Data extracted from a collection:
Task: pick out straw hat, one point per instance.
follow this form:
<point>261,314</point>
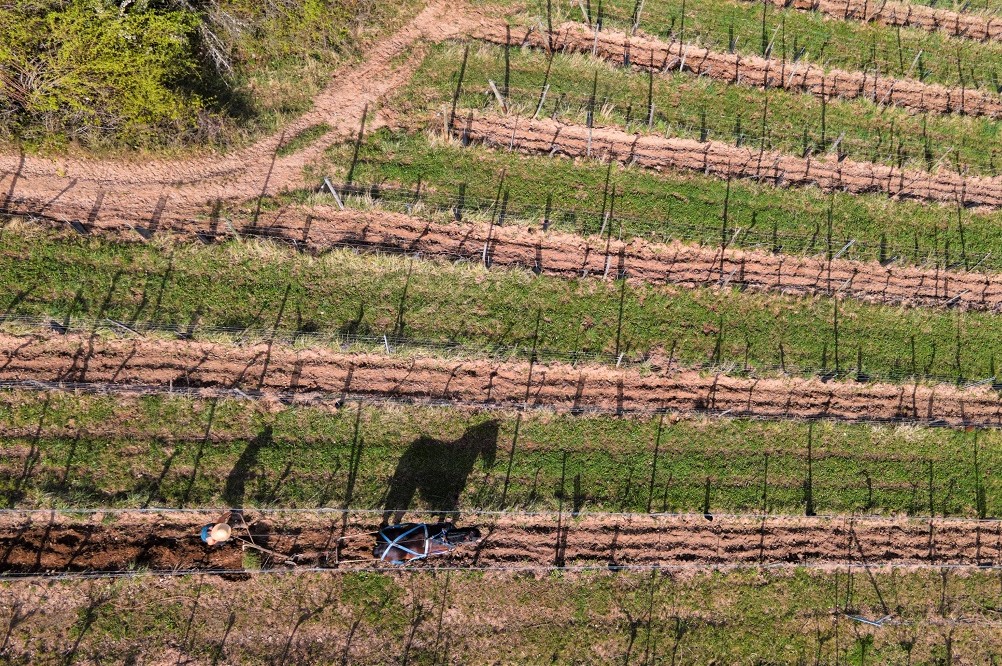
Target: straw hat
<point>219,532</point>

[THE PROBLEM] Reproduce each line of the records exactly and exclude any images.

[ANSWER SPACE]
Task: pick out straw hat, one point per instance.
follow this form:
<point>261,314</point>
Target: straw hat
<point>219,532</point>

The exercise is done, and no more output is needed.